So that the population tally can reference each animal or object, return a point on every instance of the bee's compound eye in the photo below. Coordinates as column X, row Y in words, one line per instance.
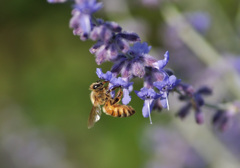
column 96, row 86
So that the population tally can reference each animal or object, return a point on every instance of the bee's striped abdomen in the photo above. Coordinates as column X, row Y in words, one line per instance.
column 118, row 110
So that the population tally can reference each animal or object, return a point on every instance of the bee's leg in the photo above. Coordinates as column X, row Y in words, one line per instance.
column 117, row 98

.....

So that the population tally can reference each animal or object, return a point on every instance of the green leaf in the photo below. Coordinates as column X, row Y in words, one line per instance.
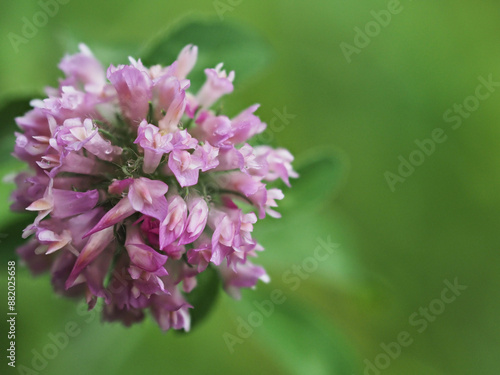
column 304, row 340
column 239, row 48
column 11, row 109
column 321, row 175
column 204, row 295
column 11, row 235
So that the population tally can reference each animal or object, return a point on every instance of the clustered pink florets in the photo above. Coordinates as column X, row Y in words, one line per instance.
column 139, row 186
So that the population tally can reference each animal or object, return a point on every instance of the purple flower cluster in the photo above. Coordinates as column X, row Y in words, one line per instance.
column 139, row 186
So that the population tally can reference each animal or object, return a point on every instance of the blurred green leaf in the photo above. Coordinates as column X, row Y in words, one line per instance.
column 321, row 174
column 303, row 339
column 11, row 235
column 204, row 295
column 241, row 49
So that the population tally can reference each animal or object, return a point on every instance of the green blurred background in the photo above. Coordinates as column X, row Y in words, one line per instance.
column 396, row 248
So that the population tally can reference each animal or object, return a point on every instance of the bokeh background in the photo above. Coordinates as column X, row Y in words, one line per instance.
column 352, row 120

.....

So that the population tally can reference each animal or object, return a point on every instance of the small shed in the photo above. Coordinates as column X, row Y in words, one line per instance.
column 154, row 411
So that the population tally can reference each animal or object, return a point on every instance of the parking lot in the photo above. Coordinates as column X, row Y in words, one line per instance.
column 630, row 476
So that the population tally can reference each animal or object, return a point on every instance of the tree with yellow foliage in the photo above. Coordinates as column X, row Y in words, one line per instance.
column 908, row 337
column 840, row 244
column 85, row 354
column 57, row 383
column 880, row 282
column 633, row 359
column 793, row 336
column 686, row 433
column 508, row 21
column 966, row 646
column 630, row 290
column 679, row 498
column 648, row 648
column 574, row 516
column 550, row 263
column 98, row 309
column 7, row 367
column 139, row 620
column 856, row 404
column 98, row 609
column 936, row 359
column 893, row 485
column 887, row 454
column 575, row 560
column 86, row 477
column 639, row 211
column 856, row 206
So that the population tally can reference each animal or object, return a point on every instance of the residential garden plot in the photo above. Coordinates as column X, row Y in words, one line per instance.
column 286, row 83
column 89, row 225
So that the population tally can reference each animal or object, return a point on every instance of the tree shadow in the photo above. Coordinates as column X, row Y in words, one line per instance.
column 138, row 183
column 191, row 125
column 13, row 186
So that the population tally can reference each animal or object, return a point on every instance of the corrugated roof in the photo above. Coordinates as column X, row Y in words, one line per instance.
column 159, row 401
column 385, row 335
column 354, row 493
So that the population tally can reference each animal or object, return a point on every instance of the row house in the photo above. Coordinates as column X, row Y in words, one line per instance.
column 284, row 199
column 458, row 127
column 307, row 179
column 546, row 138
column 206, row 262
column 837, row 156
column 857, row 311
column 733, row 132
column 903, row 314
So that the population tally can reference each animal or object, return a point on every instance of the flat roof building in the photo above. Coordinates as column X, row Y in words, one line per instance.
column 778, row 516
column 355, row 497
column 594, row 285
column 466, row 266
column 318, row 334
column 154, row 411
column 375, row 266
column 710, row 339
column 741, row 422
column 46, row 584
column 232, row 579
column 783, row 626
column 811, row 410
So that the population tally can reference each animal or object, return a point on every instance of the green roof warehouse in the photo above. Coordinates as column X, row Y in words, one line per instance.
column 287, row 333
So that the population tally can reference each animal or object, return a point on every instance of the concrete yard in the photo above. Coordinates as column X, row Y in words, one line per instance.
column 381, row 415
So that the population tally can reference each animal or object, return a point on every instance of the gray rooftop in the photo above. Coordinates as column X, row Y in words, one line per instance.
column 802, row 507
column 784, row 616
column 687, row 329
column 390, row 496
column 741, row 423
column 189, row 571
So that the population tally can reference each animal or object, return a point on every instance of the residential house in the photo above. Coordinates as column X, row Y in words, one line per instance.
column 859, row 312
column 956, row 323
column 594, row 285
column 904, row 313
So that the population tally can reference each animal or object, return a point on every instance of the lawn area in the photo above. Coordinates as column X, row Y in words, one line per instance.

.....

--- TASK OBJECTIVE ---
In the listing above, locate the line containing "of the flat" and the line containing "of the lawn", then transcribe both and every line between them verbatim.

--- ANSWER ---
So that the population tally can reference each animal or object, return a point on every instance of the flat roof building in the photo above. Coordinates as column X, row Y in words, one line per instance.
column 778, row 516
column 355, row 497
column 594, row 285
column 466, row 266
column 318, row 334
column 154, row 411
column 375, row 266
column 710, row 339
column 741, row 422
column 46, row 584
column 232, row 579
column 783, row 626
column 811, row 410
So that the population tally can reference each animal or object, return a point on every instance of the green roof warehouse in the photo above. Coordinates as column X, row Y in words, one line per instance.
column 287, row 333
So that the population tally can reference each animal or object, return a point on every instance of the concrete yard in the photo above. Coordinates as column X, row Y in words, one line per instance.
column 381, row 415
So that the population tally can reference each animal or object, return a point on every instance of the gray rooftop in the photo above. Coordinates as column X, row Y in words, one line per instance.
column 802, row 507
column 784, row 616
column 687, row 329
column 390, row 496
column 741, row 423
column 189, row 571
So that the population tally can reference each animal or object, return a point on every instance of the residential house in the photo above. Coordinates as column X, row Y in words, one line per instance.
column 859, row 312
column 956, row 323
column 594, row 285
column 904, row 313
So that the population tally can reference each animal or object, return a point on every instance of the lawn area in the photo above. Coordinates as column X, row Y in words, one line per instance.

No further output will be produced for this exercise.